[start of Listed records]

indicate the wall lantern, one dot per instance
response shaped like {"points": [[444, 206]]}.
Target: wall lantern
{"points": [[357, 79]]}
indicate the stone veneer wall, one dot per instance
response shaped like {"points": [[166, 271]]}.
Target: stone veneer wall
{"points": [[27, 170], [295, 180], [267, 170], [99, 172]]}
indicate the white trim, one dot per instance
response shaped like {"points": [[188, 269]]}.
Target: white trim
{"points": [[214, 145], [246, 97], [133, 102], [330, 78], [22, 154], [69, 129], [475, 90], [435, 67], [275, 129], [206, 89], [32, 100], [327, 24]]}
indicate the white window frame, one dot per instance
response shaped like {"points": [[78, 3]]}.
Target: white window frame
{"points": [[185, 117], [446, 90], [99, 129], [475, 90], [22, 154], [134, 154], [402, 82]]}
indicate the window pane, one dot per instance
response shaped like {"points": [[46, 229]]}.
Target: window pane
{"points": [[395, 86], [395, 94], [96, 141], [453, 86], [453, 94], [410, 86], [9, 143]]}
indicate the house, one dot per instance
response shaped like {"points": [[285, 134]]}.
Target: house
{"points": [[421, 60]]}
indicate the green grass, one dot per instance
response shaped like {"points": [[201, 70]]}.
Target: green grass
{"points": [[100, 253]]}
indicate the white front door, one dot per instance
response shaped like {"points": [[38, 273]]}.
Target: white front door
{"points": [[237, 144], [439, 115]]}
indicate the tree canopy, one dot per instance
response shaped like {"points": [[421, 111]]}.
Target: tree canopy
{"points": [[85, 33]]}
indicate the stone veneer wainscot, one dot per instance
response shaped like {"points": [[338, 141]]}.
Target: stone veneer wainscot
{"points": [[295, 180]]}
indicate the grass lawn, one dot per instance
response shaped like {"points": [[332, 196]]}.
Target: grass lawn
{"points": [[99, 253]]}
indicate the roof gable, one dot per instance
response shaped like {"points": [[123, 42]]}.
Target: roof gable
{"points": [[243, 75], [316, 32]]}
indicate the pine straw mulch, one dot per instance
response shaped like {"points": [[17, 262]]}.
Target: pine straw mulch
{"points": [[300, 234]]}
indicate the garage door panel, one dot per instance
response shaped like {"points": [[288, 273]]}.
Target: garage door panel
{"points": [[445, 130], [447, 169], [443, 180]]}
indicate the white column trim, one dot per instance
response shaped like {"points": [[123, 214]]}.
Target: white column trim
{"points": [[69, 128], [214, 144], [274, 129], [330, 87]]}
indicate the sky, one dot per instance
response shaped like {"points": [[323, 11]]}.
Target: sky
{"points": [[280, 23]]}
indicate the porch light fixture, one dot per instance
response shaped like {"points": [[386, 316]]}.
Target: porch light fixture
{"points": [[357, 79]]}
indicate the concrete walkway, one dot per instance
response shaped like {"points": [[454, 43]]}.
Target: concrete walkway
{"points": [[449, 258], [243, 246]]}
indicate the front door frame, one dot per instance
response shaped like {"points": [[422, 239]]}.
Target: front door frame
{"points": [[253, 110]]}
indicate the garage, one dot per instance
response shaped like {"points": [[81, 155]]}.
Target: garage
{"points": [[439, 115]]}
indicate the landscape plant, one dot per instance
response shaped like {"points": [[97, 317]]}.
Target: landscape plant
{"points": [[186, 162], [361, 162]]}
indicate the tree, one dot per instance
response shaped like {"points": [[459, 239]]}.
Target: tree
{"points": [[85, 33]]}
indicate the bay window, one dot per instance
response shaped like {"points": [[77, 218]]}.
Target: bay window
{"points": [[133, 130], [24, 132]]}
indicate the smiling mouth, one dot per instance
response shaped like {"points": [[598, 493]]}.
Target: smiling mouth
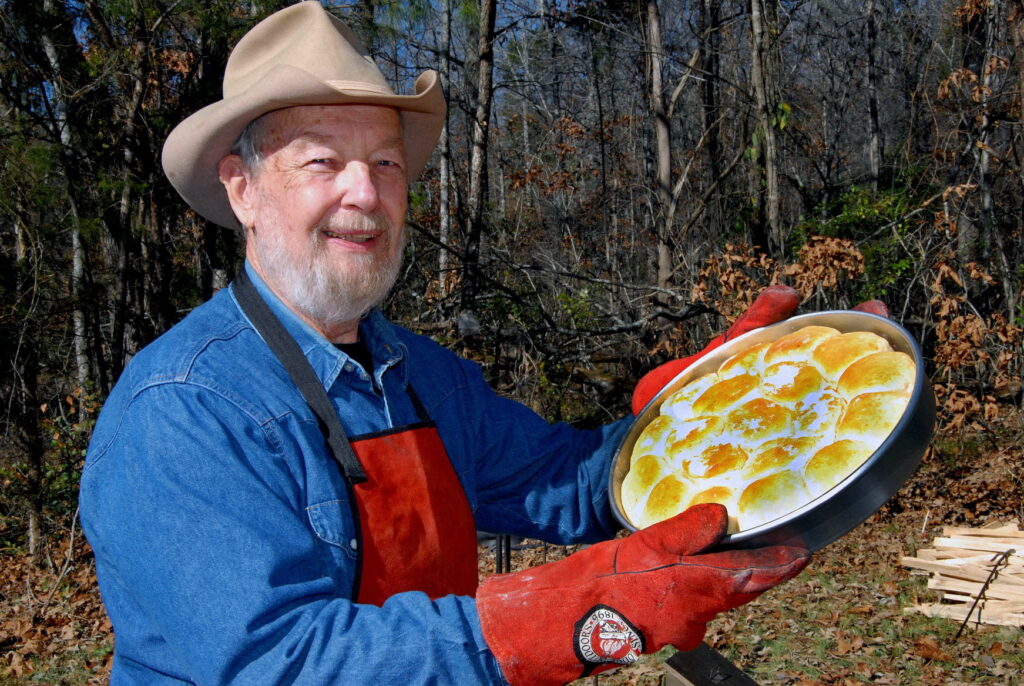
{"points": [[351, 238]]}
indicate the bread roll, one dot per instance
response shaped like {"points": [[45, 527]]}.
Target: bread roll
{"points": [[771, 498], [834, 463], [798, 345], [655, 437], [792, 382], [722, 496], [758, 420], [890, 371], [716, 461], [680, 403], [818, 415], [692, 436], [667, 499], [780, 454], [643, 475], [834, 355], [774, 426], [871, 417], [725, 393], [748, 361]]}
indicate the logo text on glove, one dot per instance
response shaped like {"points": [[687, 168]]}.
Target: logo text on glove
{"points": [[605, 636]]}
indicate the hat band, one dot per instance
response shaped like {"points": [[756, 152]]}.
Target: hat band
{"points": [[359, 86]]}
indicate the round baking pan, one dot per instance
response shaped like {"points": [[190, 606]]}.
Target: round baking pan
{"points": [[833, 514]]}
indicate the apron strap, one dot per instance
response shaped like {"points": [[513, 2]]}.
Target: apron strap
{"points": [[288, 351]]}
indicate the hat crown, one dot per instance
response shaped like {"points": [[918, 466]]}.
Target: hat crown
{"points": [[307, 37]]}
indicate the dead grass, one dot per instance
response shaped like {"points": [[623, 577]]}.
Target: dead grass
{"points": [[841, 623]]}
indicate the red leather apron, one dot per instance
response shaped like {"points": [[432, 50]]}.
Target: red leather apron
{"points": [[416, 526]]}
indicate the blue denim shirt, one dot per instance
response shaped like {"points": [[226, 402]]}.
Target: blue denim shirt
{"points": [[221, 525]]}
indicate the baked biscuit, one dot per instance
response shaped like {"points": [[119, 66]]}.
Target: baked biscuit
{"points": [[776, 425]]}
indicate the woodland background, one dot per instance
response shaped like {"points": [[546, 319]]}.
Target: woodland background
{"points": [[616, 181]]}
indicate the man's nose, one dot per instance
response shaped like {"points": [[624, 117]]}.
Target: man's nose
{"points": [[357, 187]]}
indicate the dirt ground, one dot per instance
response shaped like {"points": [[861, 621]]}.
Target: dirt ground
{"points": [[841, 623]]}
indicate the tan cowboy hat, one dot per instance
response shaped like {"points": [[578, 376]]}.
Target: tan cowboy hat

[end of Listed records]

> _Exercise aim_: Pictures appear in the records above. Output everything except them, exactly.

> _Result_:
indicate the wall lantern, one dot per instance
response shaped like {"points": [[444, 206]]}.
Target: wall lantern
{"points": [[357, 79]]}
indicate the stone veneer wall, one dot per instance
response shaped like {"points": [[166, 271]]}.
Target: stone veneer wall
{"points": [[27, 170], [295, 180], [267, 170], [99, 172]]}
indicate the white trim, one dot per instance
response shaped like {"points": [[188, 269]]}.
Target: white trim
{"points": [[214, 145], [246, 97], [133, 102], [330, 78], [22, 154], [69, 129], [475, 90], [435, 67], [275, 129], [206, 89], [32, 100], [327, 24]]}
indicate the white window frame, one dot per instance
response shaped like {"points": [[78, 3]]}.
Target: white window frame
{"points": [[185, 117], [446, 90], [99, 129], [475, 90], [22, 154], [134, 154], [402, 82]]}
indicate the window pane, one dot per instance
response shaped like {"points": [[46, 229]]}.
Target: window pane
{"points": [[395, 86], [395, 94], [96, 141], [453, 86], [453, 94], [410, 86], [9, 143]]}
indicate the house, one dot per instance
response shaped like {"points": [[285, 134]]}.
Target: house
{"points": [[421, 60]]}
indicate the green grass, one dot per instance
response shaped like {"points": [[201, 70]]}.
Target: green grass
{"points": [[100, 253]]}
indicate the white front door, one dot per instance
response shaped like {"points": [[38, 273]]}.
Target: white front door
{"points": [[237, 144], [439, 115]]}
indicate the tree canopy, one dot per instance
response shaped like {"points": [[421, 111]]}.
Target: tree canopy
{"points": [[85, 33]]}
indicate the stone veneer wainscot, one dot per instance
response shaped like {"points": [[338, 141]]}.
Target: stone veneer wainscot
{"points": [[295, 180]]}
indicate the grass lawn, one dot per instance
response shaped like {"points": [[332, 196]]}.
Target: grass lawn
{"points": [[99, 253]]}
indicate the roof gable, one dot per instance
response shaped like {"points": [[123, 42]]}.
Target: roof gable
{"points": [[243, 75], [316, 32]]}
indicate the pine straw mulch, one dot per instance
response shaped like {"points": [[17, 262]]}.
Target: pine straw mulch
{"points": [[300, 234]]}
indicate the garage door panel, one dot per instance
response shaped like {"points": [[288, 273]]}.
Target: garage door panel
{"points": [[445, 130], [447, 169], [443, 180]]}
indicate the white column trim, one dot per instance
response shaped like {"points": [[123, 214]]}.
Target: white column trim
{"points": [[69, 128], [214, 144], [274, 129], [330, 87]]}
indicate the sky, one dot per instance
response shaped like {"points": [[323, 11]]}.
Target: sky
{"points": [[280, 23]]}
indicate the porch light fixture, one dot per instance
response shaped like {"points": [[386, 316]]}.
Target: porch light fixture
{"points": [[357, 79]]}
indicate the concrete walkway, one dot per instance
response shaped like {"points": [[454, 43]]}.
Target: concrete walkway
{"points": [[449, 258], [243, 246]]}
indicate the front door frame, one dot per instance
response shaped like {"points": [[422, 239]]}.
Target: front door frame
{"points": [[253, 110]]}
indicate the garage, one dot per instance
response shaped like {"points": [[81, 155]]}.
Target: garage
{"points": [[439, 115]]}
indicate the landscape plant, one dot per instance
response shaped like {"points": [[97, 317]]}.
Target: landscape plant
{"points": [[186, 162], [361, 162]]}
indicate the tree, one dot per instance
response shaped like {"points": [[459, 239]]}.
Target: tree
{"points": [[85, 33]]}
indicate the bay window, one dot per instance
response shaped like {"points": [[77, 218]]}.
Target: bay window
{"points": [[133, 130], [24, 132]]}
indicate the smiling mouth, one dot per instance
response shaped like {"points": [[598, 493]]}.
Target: smiling mouth
{"points": [[351, 238]]}
indicate the bread roll, one dot per instance
response shaped like {"points": [[45, 527]]}.
Target: bread roll
{"points": [[771, 498], [834, 463], [798, 345], [655, 437], [792, 382], [722, 496], [758, 420], [890, 371], [716, 461], [680, 403], [818, 415], [692, 436], [667, 499], [780, 454], [643, 475], [834, 355], [774, 426], [871, 417], [725, 393], [748, 361]]}
indicate the logo text on glove, one dot per instance
response shaped like {"points": [[687, 168]]}.
Target: logo text on glove
{"points": [[605, 636]]}
indicate the hat band, one dot per instance
response shaped like {"points": [[756, 152]]}.
Target: hat band
{"points": [[359, 86]]}
indicate the round baking pan, one dot per instance
response shaped like {"points": [[190, 606]]}.
Target: round baking pan
{"points": [[833, 514]]}
indicate the apron strap, one dot per instance
response shaped like {"points": [[513, 2]]}.
Target: apron strap
{"points": [[288, 351]]}
indicate the hat crown, one dot per instance
response shaped like {"points": [[918, 466]]}.
Target: hat crown
{"points": [[307, 37]]}
indicate the dead grass, one dot per instance
response shaped like {"points": [[623, 577]]}.
Target: dead grass
{"points": [[841, 623]]}
indicate the red leather apron, one dot per instance
response shaped like {"points": [[432, 50]]}.
Target: red leather apron
{"points": [[416, 526]]}
indicate the blue denim shirt, one dot per instance
response shaped like {"points": [[226, 402]]}.
Target: blue denim shirt
{"points": [[221, 525]]}
indicate the baked biscuit, one dot per instance
response shaped like {"points": [[119, 66]]}.
Target: baked biscuit
{"points": [[776, 425]]}
indicate the woodland background, one dot per instance
response shaped like {"points": [[546, 319]]}.
Target: woodland background
{"points": [[616, 181]]}
indicate the man's nose, one dot per instance
response shaped like {"points": [[624, 117]]}.
Target: man's nose
{"points": [[357, 187]]}
indicate the dirt ground, one dot per instance
response shaped like {"points": [[861, 621]]}.
Target: dirt ground
{"points": [[841, 623]]}
indicate the tan cowboy hat, one dot per instance
response shaped like {"points": [[578, 376]]}.
Target: tan cowboy hat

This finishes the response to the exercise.